**Short exercise:** Please render all the records below as a Markdown table with the columns "Number" and "Entry", one row per line, skipping blank lines and leaving the pictures out.

**Records provided:**
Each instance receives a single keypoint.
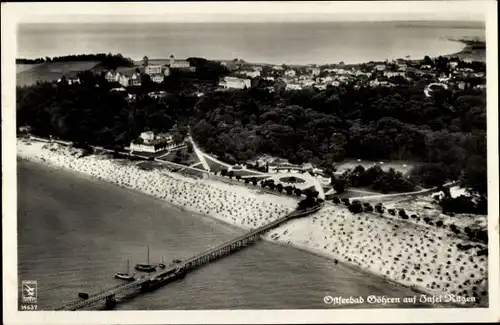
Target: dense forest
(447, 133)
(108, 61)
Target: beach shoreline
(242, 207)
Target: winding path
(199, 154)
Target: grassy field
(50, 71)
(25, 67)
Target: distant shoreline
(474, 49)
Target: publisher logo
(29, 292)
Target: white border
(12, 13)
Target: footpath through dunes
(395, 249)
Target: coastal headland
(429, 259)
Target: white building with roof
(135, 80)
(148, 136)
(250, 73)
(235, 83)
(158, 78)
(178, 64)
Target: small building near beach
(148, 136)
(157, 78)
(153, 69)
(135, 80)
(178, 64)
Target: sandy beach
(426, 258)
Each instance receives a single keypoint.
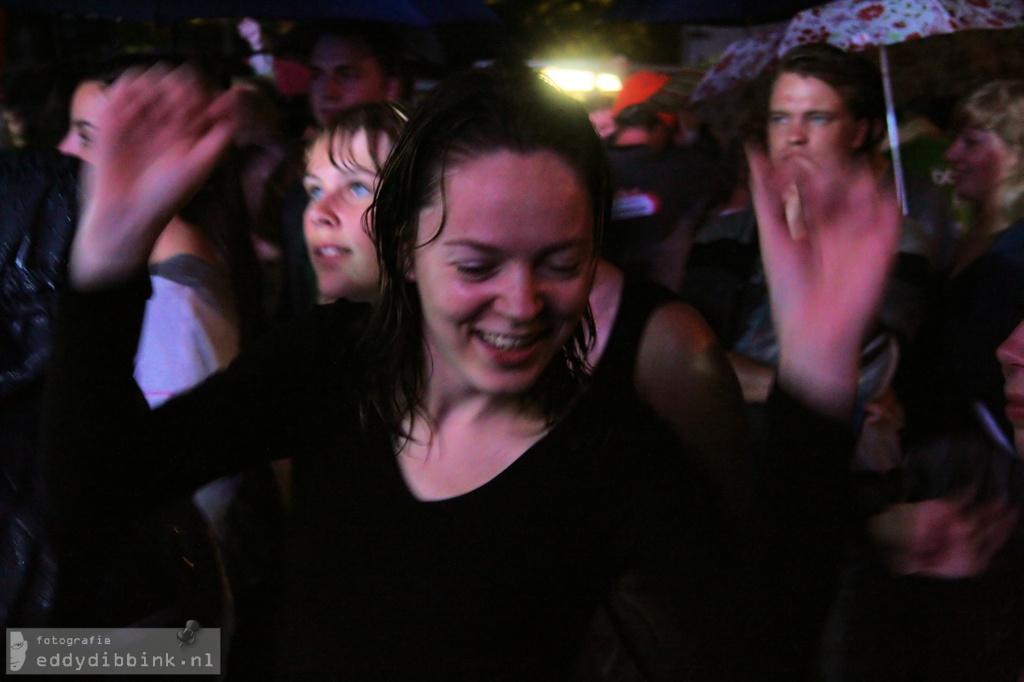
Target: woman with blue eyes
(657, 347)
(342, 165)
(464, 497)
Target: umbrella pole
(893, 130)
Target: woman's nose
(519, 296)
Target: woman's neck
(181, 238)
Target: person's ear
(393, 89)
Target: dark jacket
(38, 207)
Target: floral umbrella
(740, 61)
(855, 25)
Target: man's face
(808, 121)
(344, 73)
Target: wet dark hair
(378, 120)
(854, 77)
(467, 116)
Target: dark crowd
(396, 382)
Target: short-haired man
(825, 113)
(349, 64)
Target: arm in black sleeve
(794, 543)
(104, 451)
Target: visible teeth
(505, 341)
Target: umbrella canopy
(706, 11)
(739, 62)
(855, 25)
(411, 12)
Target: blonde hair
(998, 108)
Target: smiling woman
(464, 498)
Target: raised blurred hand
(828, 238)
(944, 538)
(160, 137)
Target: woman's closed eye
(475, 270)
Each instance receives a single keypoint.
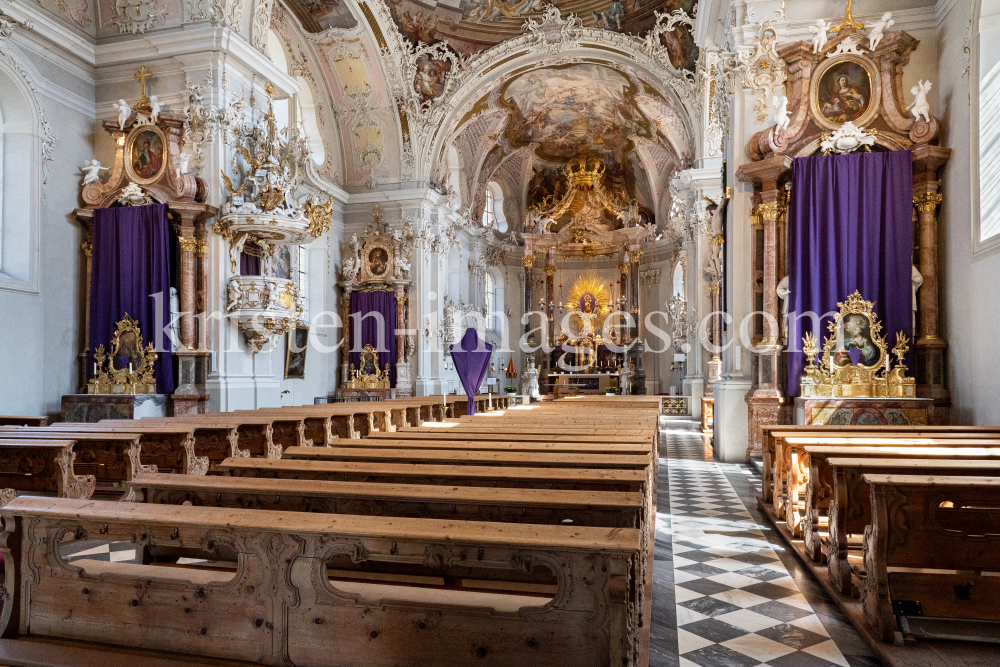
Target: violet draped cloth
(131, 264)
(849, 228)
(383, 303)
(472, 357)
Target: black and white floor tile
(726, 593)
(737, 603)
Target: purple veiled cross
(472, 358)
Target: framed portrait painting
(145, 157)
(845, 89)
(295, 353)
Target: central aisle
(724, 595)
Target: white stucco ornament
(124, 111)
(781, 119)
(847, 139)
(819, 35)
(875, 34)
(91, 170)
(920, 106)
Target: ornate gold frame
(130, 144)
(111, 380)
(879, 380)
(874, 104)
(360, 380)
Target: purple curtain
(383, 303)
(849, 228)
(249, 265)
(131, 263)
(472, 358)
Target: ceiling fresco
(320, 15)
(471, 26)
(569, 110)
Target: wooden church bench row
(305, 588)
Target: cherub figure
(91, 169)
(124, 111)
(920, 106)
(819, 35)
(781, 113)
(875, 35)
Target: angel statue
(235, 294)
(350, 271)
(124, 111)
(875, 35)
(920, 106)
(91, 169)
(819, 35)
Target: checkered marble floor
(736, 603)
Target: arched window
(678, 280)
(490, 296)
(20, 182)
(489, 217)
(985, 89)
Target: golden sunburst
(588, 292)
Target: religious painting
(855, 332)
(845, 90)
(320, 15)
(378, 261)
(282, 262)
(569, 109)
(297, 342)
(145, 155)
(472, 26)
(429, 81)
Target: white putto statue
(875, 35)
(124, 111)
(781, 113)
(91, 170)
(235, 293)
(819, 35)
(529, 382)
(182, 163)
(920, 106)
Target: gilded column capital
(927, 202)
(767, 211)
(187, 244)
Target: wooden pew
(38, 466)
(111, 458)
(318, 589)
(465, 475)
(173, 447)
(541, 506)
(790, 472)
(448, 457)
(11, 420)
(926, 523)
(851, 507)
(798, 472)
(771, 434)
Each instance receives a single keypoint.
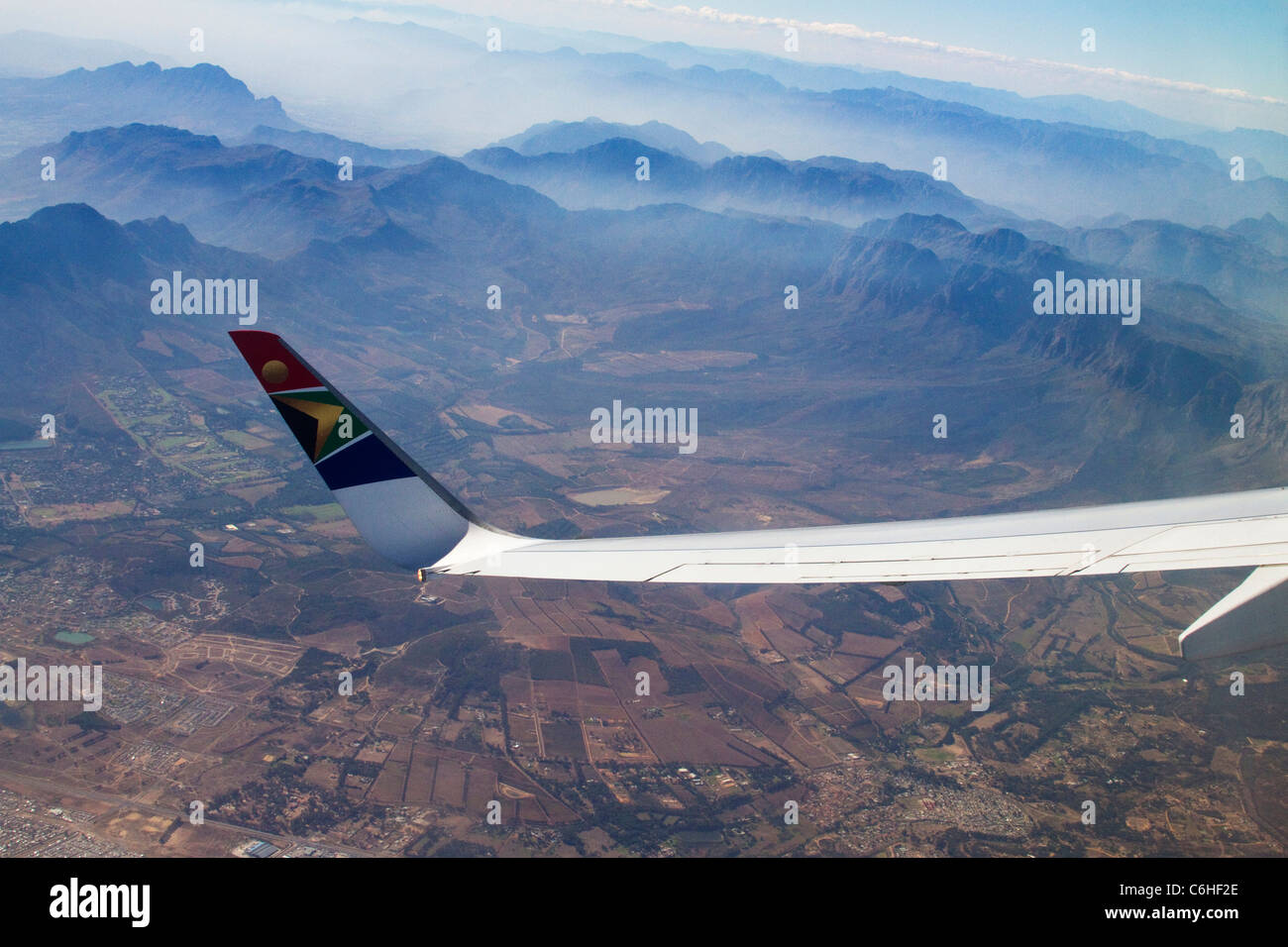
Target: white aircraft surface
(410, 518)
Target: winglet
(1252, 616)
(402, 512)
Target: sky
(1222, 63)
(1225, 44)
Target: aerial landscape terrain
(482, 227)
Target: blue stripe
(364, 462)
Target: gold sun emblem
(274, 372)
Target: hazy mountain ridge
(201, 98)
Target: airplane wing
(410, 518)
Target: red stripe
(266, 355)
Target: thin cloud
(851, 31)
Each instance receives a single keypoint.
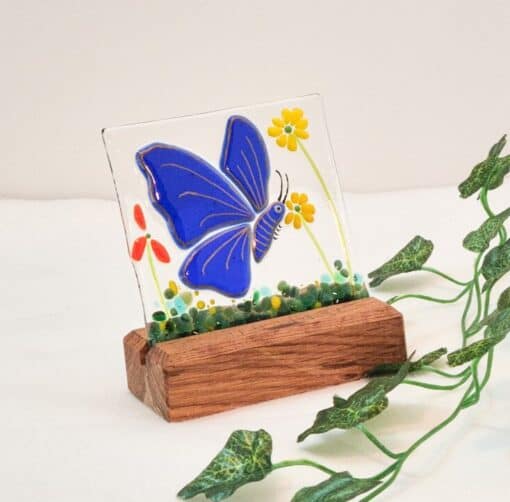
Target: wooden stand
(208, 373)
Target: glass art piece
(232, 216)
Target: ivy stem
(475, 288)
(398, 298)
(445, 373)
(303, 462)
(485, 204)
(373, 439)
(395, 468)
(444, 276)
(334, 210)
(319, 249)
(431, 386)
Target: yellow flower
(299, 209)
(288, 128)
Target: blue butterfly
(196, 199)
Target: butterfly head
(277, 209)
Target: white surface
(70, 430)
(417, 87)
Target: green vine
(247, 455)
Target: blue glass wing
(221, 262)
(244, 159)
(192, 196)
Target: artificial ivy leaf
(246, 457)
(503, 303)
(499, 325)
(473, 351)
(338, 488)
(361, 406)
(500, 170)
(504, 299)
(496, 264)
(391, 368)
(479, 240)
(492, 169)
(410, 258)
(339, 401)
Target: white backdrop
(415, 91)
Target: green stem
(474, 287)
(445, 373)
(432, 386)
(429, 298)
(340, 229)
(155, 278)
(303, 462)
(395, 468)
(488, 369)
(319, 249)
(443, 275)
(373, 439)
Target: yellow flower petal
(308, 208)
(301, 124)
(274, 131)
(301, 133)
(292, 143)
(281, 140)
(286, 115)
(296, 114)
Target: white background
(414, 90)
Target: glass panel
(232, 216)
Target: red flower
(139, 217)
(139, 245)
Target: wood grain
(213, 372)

**Exercise response:**
| Number | Entry |
|---|---|
| 1 | Each instance receives a single keypoint. |
| 2 | Target: dense forest |
| 3 | (447, 133) |
| 4 | (108, 61) |
| 5 | Target: beach shoreline |
| 6 | (242, 207) |
| 7 | Target: winding path |
| 8 | (199, 154) |
| 9 | Target: grassy field |
| 10 | (50, 71) |
| 11 | (25, 67) |
| 12 | Target: distant shoreline |
| 13 | (474, 49) |
| 14 | Target: publisher logo |
| 15 | (29, 292) |
| 16 | Target: white border |
| 17 | (12, 13) |
| 18 | Target: footpath through dunes |
| 19 | (395, 249) |
| 20 | Target: coastal headland |
| 21 | (429, 259) |
| 22 | Target: white building with roof |
| 23 | (135, 80) |
| 24 | (148, 136) |
| 25 | (250, 73) |
| 26 | (235, 83) |
| 27 | (158, 78) |
| 28 | (178, 64) |
| 29 | Target: small building near beach |
| 30 | (148, 136) |
| 31 | (157, 78) |
| 32 | (153, 69) |
| 33 | (135, 80) |
| 34 | (178, 64) |
| 35 | Target: sandy beach |
| 36 | (426, 258) |
| 37 | Each instance receives a single keypoint. |
| 38 | Target: woman with blue eyes |
| 39 | (657, 347) |
| 40 | (342, 165) |
| 41 | (464, 497) |
| 42 | Target: umbrella pole |
| 43 | (893, 130) |
| 44 | Target: woman's nose |
| 45 | (519, 296) |
| 46 | Target: woman's neck |
| 47 | (181, 238) |
| 48 | Target: person's ear |
| 49 | (393, 89) |
| 50 | Target: dark jacket |
| 51 | (38, 207) |
| 52 | Target: floral umbrella |
| 53 | (740, 61) |
| 54 | (855, 25) |
| 55 | Target: man's face |
| 56 | (808, 121) |
| 57 | (344, 73) |
| 58 | Target: wet dark hair |
| 59 | (378, 120) |
| 60 | (854, 77) |
| 61 | (467, 116) |
| 62 | Target: dark crowd |
| 63 | (396, 382) |
| 64 | Target: short-haired man |
| 65 | (825, 113) |
| 66 | (349, 64) |
| 67 | Target: arm in black sleeve |
| 68 | (794, 543) |
| 69 | (104, 451) |
| 70 | Target: visible teeth |
| 71 | (505, 341) |
| 72 | Target: umbrella canopy |
| 73 | (706, 11) |
| 74 | (739, 62) |
| 75 | (855, 25) |
| 76 | (411, 12) |
| 77 | Target: blonde hair |
| 78 | (998, 108) |
| 79 | Target: smiling woman |
| 80 | (464, 498) |
| 81 | Target: raised blurred hand |
| 82 | (828, 238) |
| 83 | (944, 538) |
| 84 | (160, 137) |
| 85 | Target: woman's closed eye |
| 86 | (475, 270) |
| 87 | Each instance receives a single keypoint. |
| 88 | Target: violet draped cloth |
| 89 | (131, 264) |
| 90 | (849, 228) |
| 91 | (383, 303) |
| 92 | (472, 357) |
| 93 | Target: black and white floor tile |
| 94 | (726, 593) |
| 95 | (737, 603) |
| 96 | Target: purple veiled cross |
| 97 | (472, 358) |
| 98 | Target: framed portrait painting |
| 99 | (145, 157) |
| 100 | (845, 89) |
| 101 | (295, 353) |
| 102 | Target: central aisle |
| 103 | (724, 595) |
| 104 | Target: white stucco ornament |
| 105 | (124, 111) |
| 106 | (781, 119) |
| 107 | (847, 139) |
| 108 | (819, 35) |
| 109 | (875, 34) |
| 110 | (91, 170) |
| 111 | (920, 106) |
| 112 | Target: ornate gold frame |
| 113 | (130, 144) |
| 114 | (111, 380) |
| 115 | (879, 380) |
| 116 | (874, 104) |
| 117 | (360, 380) |
| 118 | Target: purple curtain |
| 119 | (383, 303) |
| 120 | (849, 228) |
| 121 | (249, 265) |
| 122 | (131, 263) |
| 123 | (472, 358) |
| 124 | Target: ceiling fresco |
| 125 | (320, 15) |
| 126 | (471, 26) |
| 127 | (569, 110) |
| 128 | Target: wooden church bench row |
| 129 | (305, 588) |
| 130 | Target: cherub figure |
| 131 | (91, 169) |
| 132 | (124, 111) |
| 133 | (920, 106) |
| 134 | (819, 35) |
| 135 | (781, 113) |
| 136 | (875, 35) |
| 137 | Target: angel statue |
| 138 | (235, 294) |
| 139 | (350, 271) |
| 140 | (124, 111) |
| 141 | (875, 35) |
| 142 | (920, 106) |
| 143 | (91, 169) |
| 144 | (819, 35) |
| 145 | Target: checkered marble floor |
| 146 | (736, 603) |
| 147 | Target: arched window |
| 148 | (678, 280) |
| 149 | (490, 296) |
| 150 | (20, 182) |
| 151 | (489, 217) |
| 152 | (985, 89) |
| 153 | Target: golden sunburst |
| 154 | (588, 292) |
| 155 | Target: religious painting |
| 156 | (855, 332) |
| 157 | (845, 90) |
| 158 | (320, 15) |
| 159 | (378, 261) |
| 160 | (282, 262) |
| 161 | (569, 109) |
| 162 | (297, 342) |
| 163 | (145, 155) |
| 164 | (472, 26) |
| 165 | (429, 81) |
| 166 | Target: white putto statue |
| 167 | (875, 35) |
| 168 | (124, 111) |
| 169 | (781, 113) |
| 170 | (91, 170) |
| 171 | (235, 293) |
| 172 | (819, 35) |
| 173 | (529, 382) |
| 174 | (182, 163) |
| 175 | (920, 106) |
| 176 | Target: gilded column capital |
| 177 | (927, 202) |
| 178 | (767, 211) |
| 179 | (187, 244) |
| 180 | Target: wooden pew |
| 181 | (38, 466) |
| 182 | (111, 458) |
| 183 | (318, 589) |
| 184 | (465, 475) |
| 185 | (173, 447) |
| 186 | (541, 506) |
| 187 | (790, 472) |
| 188 | (448, 457) |
| 189 | (11, 420) |
| 190 | (926, 523) |
| 191 | (851, 507) |
| 192 | (798, 472) |
| 193 | (771, 434) |
| 194 | Each instance receives a single keypoint. |
| 195 | Target: white aircraft surface |
| 196 | (410, 518) |
| 197 | Target: winglet |
| 198 | (1252, 616) |
| 199 | (402, 512) |
| 200 | Target: sky |
| 201 | (1222, 63) |
| 202 | (1225, 44) |
| 203 | Target: aerial landscape terrain |
| 204 | (482, 227) |
| 205 | Target: blue stripe |
| 206 | (364, 462) |
| 207 | Target: gold sun emblem |
| 208 | (274, 372) |
| 209 | Target: hazy mountain ridge |
| 210 | (201, 98) |
| 211 | Target: airplane wing |
| 212 | (410, 518) |
| 213 | Target: red stripe |
| 214 | (266, 355) |
| 215 | Target: thin cloud |
| 216 | (851, 31) |
| 217 | Each instance receives a single keypoint. |
| 218 | Target: wooden stand |
| 219 | (208, 373) |
| 220 | Target: glass art piece |
| 221 | (232, 216) |
| 222 | Target: ivy stem |
| 223 | (475, 288) |
| 224 | (398, 298) |
| 225 | (445, 373) |
| 226 | (303, 462) |
| 227 | (485, 204) |
| 228 | (373, 439) |
| 229 | (395, 468) |
| 230 | (444, 276) |
| 231 | (334, 210) |
| 232 | (319, 249) |
| 233 | (431, 386) |
| 234 | Target: yellow flower |
| 235 | (299, 209) |
| 236 | (288, 128) |
| 237 | Target: blue butterfly |
| 238 | (196, 199) |
| 239 | Target: butterfly head |
| 240 | (277, 209) |
| 241 | Target: white surface |
| 242 | (70, 430) |
| 243 | (417, 87) |
| 244 | Target: green vine |
| 245 | (247, 455) |
| 246 | Target: blue glass wing |
| 247 | (221, 262) |
| 248 | (244, 159) |
| 249 | (192, 196) |
| 250 | Target: artificial ivy leaf |
| 251 | (246, 457) |
| 252 | (503, 303) |
| 253 | (499, 325) |
| 254 | (473, 351) |
| 255 | (338, 488) |
| 256 | (361, 406) |
| 257 | (500, 170) |
| 258 | (504, 299) |
| 259 | (496, 264) |
| 260 | (391, 368) |
| 261 | (479, 240) |
| 262 | (492, 169) |
| 263 | (410, 258) |
| 264 | (339, 401) |
| 265 | Target: white backdrop |
| 266 | (415, 91) |
| 267 | Target: green stem |
| 268 | (474, 287) |
| 269 | (445, 373) |
| 270 | (432, 386) |
| 271 | (429, 298) |
| 272 | (340, 229) |
| 273 | (155, 278) |
| 274 | (303, 462) |
| 275 | (395, 468) |
| 276 | (488, 369) |
| 277 | (319, 249) |
| 278 | (443, 275) |
| 279 | (373, 439) |
| 280 | Target: yellow flower petal |
| 281 | (308, 208) |
| 282 | (301, 124) |
| 283 | (274, 131) |
| 284 | (301, 133) |
| 285 | (292, 143) |
| 286 | (281, 140) |
| 287 | (286, 115) |
| 288 | (296, 114) |
| 289 | Target: white background |
| 290 | (414, 90) |
| 291 | Target: glass panel |
| 292 | (232, 216) |
| 293 | Target: red flower |
| 294 | (139, 217) |
| 295 | (139, 245) |
| 296 | Target: wood grain |
| 297 | (213, 372) |